Directive 1:
Recast the rows below as a JSON list of strings, one string per line with blank lines omitted, starting with the first row and continuing through the row that contains "pixel 193 175".

[BEGIN Quoted text]

There is no built-in .txt export option, which is why you will need additional software.

Reading plain text from PAGE-XML files

PAGE-XML is a structured layout format that matches text to images, not a human-readable text format.

Important characteristics:

Each text line is stored as a <TextLine> element.
Recognition results are stored inside <TextEquiv> elements.
Multiple <TextEquiv> elements may exist per line (alternative hypotheses).
Each <TextEquiv> contains a <Unicode> element with text.

If all <Unicode> elements are extracted blindly, the result may contain an illegible mix of recognition hypotheses including isolated character-level fallbacks. This can lead to output where words appear broken up into individual letters.

To reproduce OCR4all’s console output, based on the highest transcription confidence, your extraction must iterate over <TextLine> elements and decide which of them should be preferred. Preference should normally be given to <TextEquiv> with index="1".

XML parsing with Python

For structured extraction from PAGE-XML:

lxml (Python package) is recommended.
It supports XPath, namespace handling, and structured traversal.
It is lightweight and well suited for research workflows.

Early modern characters in plain text output from PAGE XML

PAGE-XML preserves Unicode faithfully. As a result, the text you will be able to extract is not normalised to modern conventions but may contain long s (ſ) and Ʒ as well as historical ligatures. Of course, the extracted plain text will also mirror early modern orthography unless you explicitly normalise it. No automatic spelling modernisation is applied.

Spelling normalisation (optional)

If spelling normalisation is required after extraction, possible Python tools include:

regex (advanced pattern-based normalisation)
unicodedata (Unicode normalisation forms)
ftfy (Unicode cleanup)
Custom rule-based scripts (often necessary for early modern German)
NLP libraries such as:
- spaCy (custom pipelines)
- CLTK (for historical languages; limited for early modern German)

For early modern German, normalisation is usually rule-based and project-specific rather than fully automated.

Model training (browser)

Of course, it is also possible to improve the OCR4all performance with model training based on corrected transcriptions. The training process and post-correction options are explained in detail at the bottom of the workflow description in the OCR4all user guide. Training is computationally demanding and may take time on a laptop.

Summary of OCR4all functionalities

Task	Terminal	Browser GUI
Start container	✓
Restart container	✓
Create project	optional	✓ (recommended)
Upload images	✓
Preprocess images		✓
Segmentation		✓
Recognition		✓
Correction		✓
Export results		✓

[END Quoted text]
[BEGIN Records to use]

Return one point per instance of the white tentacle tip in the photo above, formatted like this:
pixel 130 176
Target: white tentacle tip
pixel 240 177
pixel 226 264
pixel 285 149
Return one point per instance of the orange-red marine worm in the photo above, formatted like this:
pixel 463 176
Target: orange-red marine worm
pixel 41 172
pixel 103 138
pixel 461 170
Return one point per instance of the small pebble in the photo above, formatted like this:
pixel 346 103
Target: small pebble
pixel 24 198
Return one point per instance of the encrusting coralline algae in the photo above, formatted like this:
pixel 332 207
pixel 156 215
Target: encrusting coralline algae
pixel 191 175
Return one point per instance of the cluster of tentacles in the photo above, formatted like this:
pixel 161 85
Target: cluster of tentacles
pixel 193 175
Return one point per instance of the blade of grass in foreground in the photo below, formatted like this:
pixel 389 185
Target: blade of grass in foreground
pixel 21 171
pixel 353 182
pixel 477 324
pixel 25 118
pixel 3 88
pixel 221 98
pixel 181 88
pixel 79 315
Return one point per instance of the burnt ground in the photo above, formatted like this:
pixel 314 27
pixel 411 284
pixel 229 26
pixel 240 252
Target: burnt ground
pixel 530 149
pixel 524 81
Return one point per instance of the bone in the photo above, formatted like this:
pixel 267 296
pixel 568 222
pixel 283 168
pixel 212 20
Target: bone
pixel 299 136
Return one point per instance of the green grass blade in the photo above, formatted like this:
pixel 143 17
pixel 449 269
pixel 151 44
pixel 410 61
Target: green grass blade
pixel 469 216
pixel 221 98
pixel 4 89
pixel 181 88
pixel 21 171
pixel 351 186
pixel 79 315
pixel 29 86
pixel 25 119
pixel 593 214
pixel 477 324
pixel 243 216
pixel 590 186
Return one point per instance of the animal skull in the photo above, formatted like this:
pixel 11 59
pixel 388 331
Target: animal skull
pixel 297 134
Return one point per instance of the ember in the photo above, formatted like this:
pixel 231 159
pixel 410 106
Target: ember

[END Records to use]

Directive 2:
In the text on OCR4all and PAGE-XML, which Python package is recommended for structured extraction from PAGE-XML?

Right answer 1:
[
  "Return one point per instance of the white tentacle tip in the photo above, formatted like this:",
  "pixel 130 176",
  "Target: white tentacle tip",
  "pixel 240 177",
  "pixel 226 264",
  "pixel 285 149",
  "Return one point per instance of the orange-red marine worm in the photo above, formatted like this:",
  "pixel 463 176",
  "Target: orange-red marine worm",
  "pixel 41 172",
  "pixel 103 138",
  "pixel 461 170",
  "Return one point per instance of the small pebble in the photo above, formatted like this:",
  "pixel 346 103",
  "Target: small pebble",
  "pixel 24 198",
  "Return one point per instance of the encrusting coralline algae in the photo above, formatted like this:",
  "pixel 332 207",
  "pixel 156 215",
  "Target: encrusting coralline algae",
  "pixel 191 175",
  "Return one point per instance of the cluster of tentacles in the photo above, formatted like this:",
  "pixel 161 85",
  "Target: cluster of tentacles",
  "pixel 193 175"
]

Right answer 2:
The lxml package.